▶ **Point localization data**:
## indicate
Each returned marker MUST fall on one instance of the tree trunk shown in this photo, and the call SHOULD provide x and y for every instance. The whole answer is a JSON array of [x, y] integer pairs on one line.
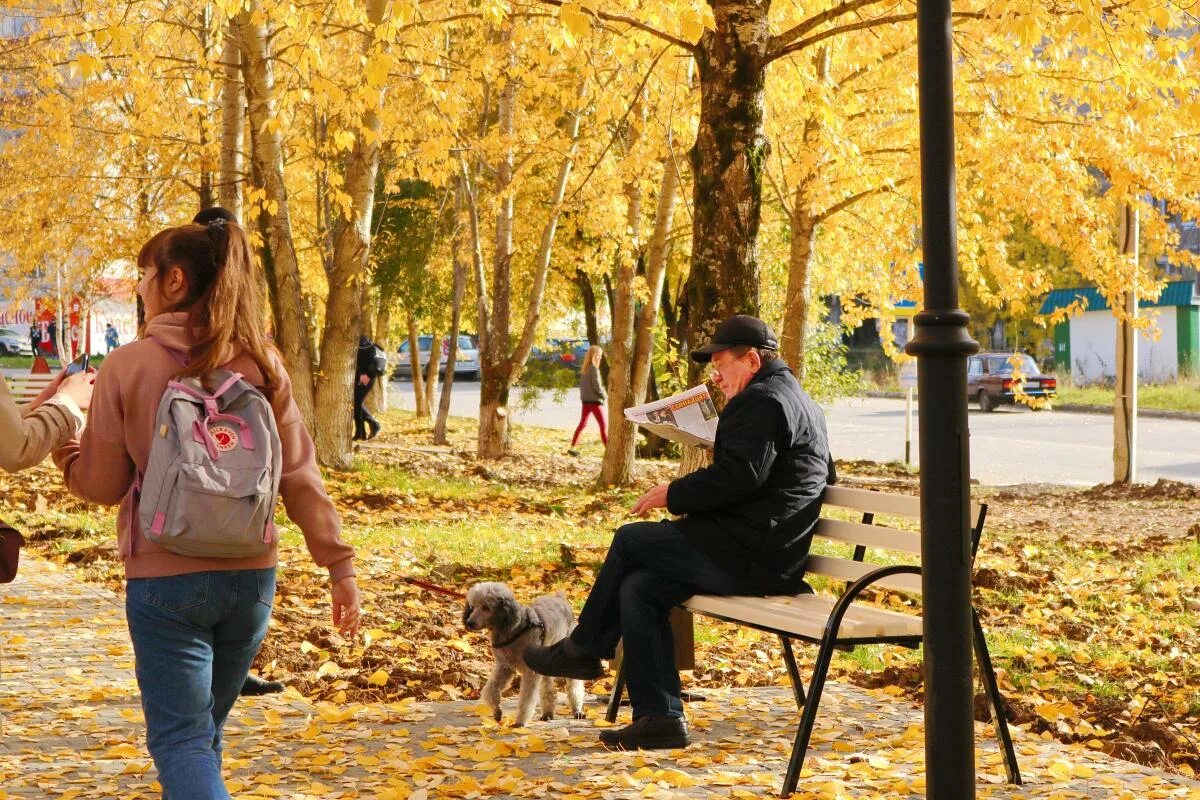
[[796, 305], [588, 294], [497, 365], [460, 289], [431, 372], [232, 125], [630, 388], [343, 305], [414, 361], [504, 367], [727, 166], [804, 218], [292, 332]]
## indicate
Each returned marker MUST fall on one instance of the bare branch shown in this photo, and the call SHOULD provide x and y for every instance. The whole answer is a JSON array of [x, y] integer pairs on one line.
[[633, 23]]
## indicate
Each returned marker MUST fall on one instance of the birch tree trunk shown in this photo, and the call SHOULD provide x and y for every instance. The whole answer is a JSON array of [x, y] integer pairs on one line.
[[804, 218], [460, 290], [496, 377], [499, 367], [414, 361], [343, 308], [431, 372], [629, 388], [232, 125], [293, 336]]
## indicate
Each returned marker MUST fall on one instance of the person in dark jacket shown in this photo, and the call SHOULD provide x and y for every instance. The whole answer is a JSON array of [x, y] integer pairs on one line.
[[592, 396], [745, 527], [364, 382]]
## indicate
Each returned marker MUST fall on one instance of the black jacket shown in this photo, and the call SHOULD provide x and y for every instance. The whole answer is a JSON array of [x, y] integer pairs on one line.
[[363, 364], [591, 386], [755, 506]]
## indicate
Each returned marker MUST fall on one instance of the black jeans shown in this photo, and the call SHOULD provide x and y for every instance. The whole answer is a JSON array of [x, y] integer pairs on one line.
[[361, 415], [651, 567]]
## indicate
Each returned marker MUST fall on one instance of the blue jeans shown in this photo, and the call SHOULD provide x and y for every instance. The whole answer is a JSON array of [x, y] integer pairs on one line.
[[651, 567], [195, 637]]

---

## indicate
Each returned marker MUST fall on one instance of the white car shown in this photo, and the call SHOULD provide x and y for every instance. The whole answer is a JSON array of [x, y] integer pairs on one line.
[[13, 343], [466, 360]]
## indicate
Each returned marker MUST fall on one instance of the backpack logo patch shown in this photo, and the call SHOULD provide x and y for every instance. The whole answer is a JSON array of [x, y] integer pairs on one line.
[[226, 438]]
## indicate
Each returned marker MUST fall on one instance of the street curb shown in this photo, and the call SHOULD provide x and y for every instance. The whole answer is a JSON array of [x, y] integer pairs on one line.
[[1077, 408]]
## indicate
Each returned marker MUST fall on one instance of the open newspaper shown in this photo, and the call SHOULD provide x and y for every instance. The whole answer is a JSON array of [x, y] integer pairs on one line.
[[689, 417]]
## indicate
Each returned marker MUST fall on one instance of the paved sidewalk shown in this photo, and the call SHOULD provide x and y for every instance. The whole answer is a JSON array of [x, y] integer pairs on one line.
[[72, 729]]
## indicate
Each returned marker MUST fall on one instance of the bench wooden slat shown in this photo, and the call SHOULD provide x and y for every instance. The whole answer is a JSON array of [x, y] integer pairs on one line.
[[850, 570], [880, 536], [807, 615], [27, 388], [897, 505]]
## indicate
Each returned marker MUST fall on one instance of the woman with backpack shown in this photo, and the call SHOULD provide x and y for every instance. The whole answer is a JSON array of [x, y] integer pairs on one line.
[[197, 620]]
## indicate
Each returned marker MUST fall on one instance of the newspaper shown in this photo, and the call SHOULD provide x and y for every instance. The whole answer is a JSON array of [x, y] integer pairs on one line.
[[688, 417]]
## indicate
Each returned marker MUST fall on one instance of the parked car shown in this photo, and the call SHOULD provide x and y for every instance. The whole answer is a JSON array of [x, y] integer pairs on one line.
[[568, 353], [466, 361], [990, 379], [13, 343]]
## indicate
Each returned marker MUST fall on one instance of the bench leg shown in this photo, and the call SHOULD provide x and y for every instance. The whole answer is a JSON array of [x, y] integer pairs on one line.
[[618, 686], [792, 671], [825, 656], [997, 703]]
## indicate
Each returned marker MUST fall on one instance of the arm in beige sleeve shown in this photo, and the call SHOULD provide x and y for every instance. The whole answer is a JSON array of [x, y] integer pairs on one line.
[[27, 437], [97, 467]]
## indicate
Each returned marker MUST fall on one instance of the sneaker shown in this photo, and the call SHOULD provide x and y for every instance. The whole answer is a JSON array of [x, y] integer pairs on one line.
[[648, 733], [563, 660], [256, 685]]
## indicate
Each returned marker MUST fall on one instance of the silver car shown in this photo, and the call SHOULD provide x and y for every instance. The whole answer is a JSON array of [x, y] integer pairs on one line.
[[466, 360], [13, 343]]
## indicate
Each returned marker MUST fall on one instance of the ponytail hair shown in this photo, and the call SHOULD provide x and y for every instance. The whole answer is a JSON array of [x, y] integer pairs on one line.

▶ **Work task**: From the records above, reproduce exactly the lines from the one with "Each returned marker MUST fall on one instance of the silver" to the one with "Each returned marker MUST fall on one instance of the ponytail", both included, and no others.

▶ **Response box**:
Each returned marker MUST fall on one instance of the silver car shown in this photo, and the call SHOULD provide x and y for every instance. The whole answer is a JSON array of [x, y] integer pairs on one line.
[[466, 360], [13, 343]]
## indicate
Each returned marker MUST fall on one instance of the ponytail hair shown in this photo, and the call SHOULD provide x and y for every instance. The whole answer is a JSON array of [x, y] integer pairs on one line.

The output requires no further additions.